* [Consignes]:
**1.** D'après la critique du film Una Femmina, avec qui Rosa vit-elle depuis toujours ?
**2.** Reprenez la critique du film Una Femmina et poursuivez-la à partir de l'endroit où elle s'arrête.

* [Texte source]:
= = = = = = =
Souvent, à juste titre, en regardant les actualités télévisées, on se dit que l’on a bien de la chance d’être né.e et d’habiter dans nos contrées dans lesquelles, même si tout est loin d’être parfait, il existe la possibilité de sortir du déterminisme de classe ou de genre. Or, dans nos contrées, où l’on se targue volontiers d’être les garants des valeurs humanistes universelles, on a une grande faculté à cacher les ordures sous une chape de plomb. Francesco Costabile nous amène à quelques encablures de chez nous, en Calabre – à la fin de la projection, on se dit : on a bien de la chance de ne pas être né.e et d’habiter ce magnifique village de montagne sous l’emprise absolue de la ‘Ndrangheta !

— Lina Siciliano – Una Femmina (The Code of Silence)
© O’Groove

Rosa (Lina Siciliano) a perdu sa mère, qui se serait suicidée, lorsqu’elle était enfant. Elle vit avec sa grand-mère (Anna Maria De Luca), son oncle Salvatore (Fabrizio Ferracane) et sa famille depuis toujours, cependant, une ombre dans ses relations avec eux plane. Elle ne sait pas ce qui la travaille inconsciemment, mais petit à petit, le souvenir du suicide de sa mère implémenté dans sa mémoire par sa grand-mère et son oncle se déforme. Devenue une jeune femme, des rêves aux images oppressantes viennent hanter ses nuits. Les circonstances de la mort de sa mère deviennent de plus en plus précises, Rosa commence à regarder son entourage différemment, à ouvrir les yeux sur l’environnement dans lequel elle vit, à observer les activités dont les femmes sont exclues la nuit tombée. Comme un voile devant ses yeux qui se déchire, elle prend conscience de l’agressivité latente des hommes qui maintient le comportement des femmes dans une retenue stoïque. Et si cette retenue s’effrite, la violence se déchaîne. La configuration du bourg correspond à celle de leurs vies, aux rues sinueuses, étriquées, peu éclairées. On n’y voit pas grand monde, mais on perçoit les regards qui traversent les murs épais des maisons. Le danger peut sortir de partout.

— Anna Maria De Luca et Beatrice Strangers – Una Femmina (The Code of Silence)
= = = = = = =
* [Données fournies]:
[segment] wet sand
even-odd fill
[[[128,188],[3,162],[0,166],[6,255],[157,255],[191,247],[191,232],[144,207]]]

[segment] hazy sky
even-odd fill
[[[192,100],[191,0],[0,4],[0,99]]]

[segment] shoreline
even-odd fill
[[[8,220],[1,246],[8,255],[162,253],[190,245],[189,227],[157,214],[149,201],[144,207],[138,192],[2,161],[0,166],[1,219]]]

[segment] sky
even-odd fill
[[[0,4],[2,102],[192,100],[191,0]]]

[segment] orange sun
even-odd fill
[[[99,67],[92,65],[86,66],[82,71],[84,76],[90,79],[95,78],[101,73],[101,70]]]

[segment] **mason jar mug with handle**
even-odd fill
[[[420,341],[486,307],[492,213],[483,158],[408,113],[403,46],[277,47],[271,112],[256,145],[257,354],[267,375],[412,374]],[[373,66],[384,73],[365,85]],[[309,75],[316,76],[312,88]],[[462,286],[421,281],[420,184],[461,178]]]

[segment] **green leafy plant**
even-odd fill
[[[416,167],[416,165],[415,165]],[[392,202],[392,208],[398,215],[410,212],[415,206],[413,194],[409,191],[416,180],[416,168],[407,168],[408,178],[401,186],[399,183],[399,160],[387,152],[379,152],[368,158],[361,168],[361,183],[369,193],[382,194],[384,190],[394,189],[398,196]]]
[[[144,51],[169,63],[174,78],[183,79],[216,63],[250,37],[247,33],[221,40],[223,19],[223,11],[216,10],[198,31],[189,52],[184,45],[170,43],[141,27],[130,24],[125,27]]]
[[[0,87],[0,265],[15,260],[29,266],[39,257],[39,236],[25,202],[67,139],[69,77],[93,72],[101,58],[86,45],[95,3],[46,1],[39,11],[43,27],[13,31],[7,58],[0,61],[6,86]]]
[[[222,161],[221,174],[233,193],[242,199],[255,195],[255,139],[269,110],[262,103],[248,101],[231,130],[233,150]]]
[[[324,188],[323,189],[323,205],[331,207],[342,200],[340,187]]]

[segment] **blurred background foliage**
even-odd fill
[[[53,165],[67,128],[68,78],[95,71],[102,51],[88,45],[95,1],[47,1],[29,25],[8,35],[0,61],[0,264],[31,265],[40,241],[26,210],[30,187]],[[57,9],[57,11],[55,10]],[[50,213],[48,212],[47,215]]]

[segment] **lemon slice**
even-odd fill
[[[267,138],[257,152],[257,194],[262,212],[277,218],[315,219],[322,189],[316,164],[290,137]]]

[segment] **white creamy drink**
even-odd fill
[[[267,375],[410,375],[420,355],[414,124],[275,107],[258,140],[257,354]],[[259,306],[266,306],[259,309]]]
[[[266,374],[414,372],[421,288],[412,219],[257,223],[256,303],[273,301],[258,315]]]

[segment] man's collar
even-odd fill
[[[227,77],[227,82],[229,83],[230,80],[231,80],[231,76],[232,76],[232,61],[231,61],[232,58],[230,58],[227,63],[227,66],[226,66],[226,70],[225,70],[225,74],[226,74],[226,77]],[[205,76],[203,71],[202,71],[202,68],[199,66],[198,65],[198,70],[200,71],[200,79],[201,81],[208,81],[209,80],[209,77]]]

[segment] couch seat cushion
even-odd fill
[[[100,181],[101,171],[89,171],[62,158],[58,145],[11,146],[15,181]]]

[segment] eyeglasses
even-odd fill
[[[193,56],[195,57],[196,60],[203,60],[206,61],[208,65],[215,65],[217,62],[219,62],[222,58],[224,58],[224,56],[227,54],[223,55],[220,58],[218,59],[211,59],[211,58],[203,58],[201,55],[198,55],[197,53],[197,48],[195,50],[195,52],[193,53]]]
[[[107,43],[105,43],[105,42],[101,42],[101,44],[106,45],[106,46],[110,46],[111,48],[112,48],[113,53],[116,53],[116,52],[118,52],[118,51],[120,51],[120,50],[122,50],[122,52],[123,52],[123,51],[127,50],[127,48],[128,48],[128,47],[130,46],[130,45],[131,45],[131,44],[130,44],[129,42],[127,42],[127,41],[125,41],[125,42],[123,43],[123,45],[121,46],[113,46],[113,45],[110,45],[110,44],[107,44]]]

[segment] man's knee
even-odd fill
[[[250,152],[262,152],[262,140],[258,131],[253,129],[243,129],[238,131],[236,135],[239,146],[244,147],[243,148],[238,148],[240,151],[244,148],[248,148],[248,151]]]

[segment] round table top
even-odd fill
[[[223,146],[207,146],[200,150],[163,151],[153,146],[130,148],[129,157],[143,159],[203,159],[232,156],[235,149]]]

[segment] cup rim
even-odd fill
= = = = = = =
* [Corrigé]:
**1.** Elle vit avec sa grand-mère, son oncle Salvatore et sa famille.

**2.**
© O’Groove

Le film dédie à toutes les victimes de la ‘Ndrangheta et à toutes les femmes rebelles, Una Femmina se base sur des faits réels et le livre de Lirio Abbate (qui a participé à l’écriture du scénario) Fimmine Ribelli (2013). Une fois n’est pas coutume, cette histoire de mafia est racontée depuis le point de vue féminin. Francesco Costabile explique sa démarche :

Le concept n’est pas issu d’un personnage réel particulier mais a été inspiré par les nombreuses histoires du livre. Toutes les femmes qui ont eu le courage de rompre les liens du sang et les codes de la ‘Ndrangheta, l’organisation criminelle qui a construit son empire sur la force du noyau de la société, comme un archétype jungien : la famille. L’emprise psychologique, l’oppression ainsi que l’extorsion domestique sont les fondements de l’univers de Rosa. Ce film est avant tout une histoire de famille.

Rosa, dont la rage coule dans ses veines, va prendre la voie empruntée une décennie avant elle par sa mère – celui de la révolte et de la rupture. Plusieurs fois acculée, poursuivie, rattrapée dans ses tentatives, elle va élaborer un plan de radical de vengeance, contre son propre sang, consistant à faire imploser le fragile équilibre structurant les familles de cette cellule criminelle.

— Simona Malato et Luca Massaro – Una Femmina (The Code of Silence)
© O’Groove

Le travail de réalisation est maîtrisé et raffiné, avec une lumière qui permet au directeur de la photographie Giuseppe Maio de ciseler les personnages dans ce paysage brut et bellissime, et un design sonore (Valerio Camporini Faggioni) qui accompagne parfaitement le récit dans l’angoisse, le suspense qu’il procure. Le travail avec de la musique concrète, des sons réels pour une expérience sensorielle pouvant s’insinuer dans le substrat émotionnel se conjugue avec de la musique traditionnelle qui nous plonge dans le cœur vibrant des montagnes calabraises.
Pour son premier film, Francesco Costabile fait preuve d’une grande maîtrise dans l’instillation d’un souffle dramatique qui traverse de part en part Una Femmina, avec une caméra qui insiste sur les regards, les visages, leurs expressions. La distribution frappe juste dans les choix des actrices et acteurs qui, loin des postures caricaturales du film mafieux, proposent nuances et ambivalences à leurs personnages. Lina Siciliano prête ses traits à Rosa, et on peine à croire que cette jeune femme n’est pas une actrice professionnelle, tant son incarnation incandescente brûle l’écran tendu au public.

Le visage de Rosa est à la fois celui d’une Madone et d’une déesse vengeresse ; il ne finit pas de nous hanter, longtemps après être sorti.es du cinéma et revenu.es à l’air libre !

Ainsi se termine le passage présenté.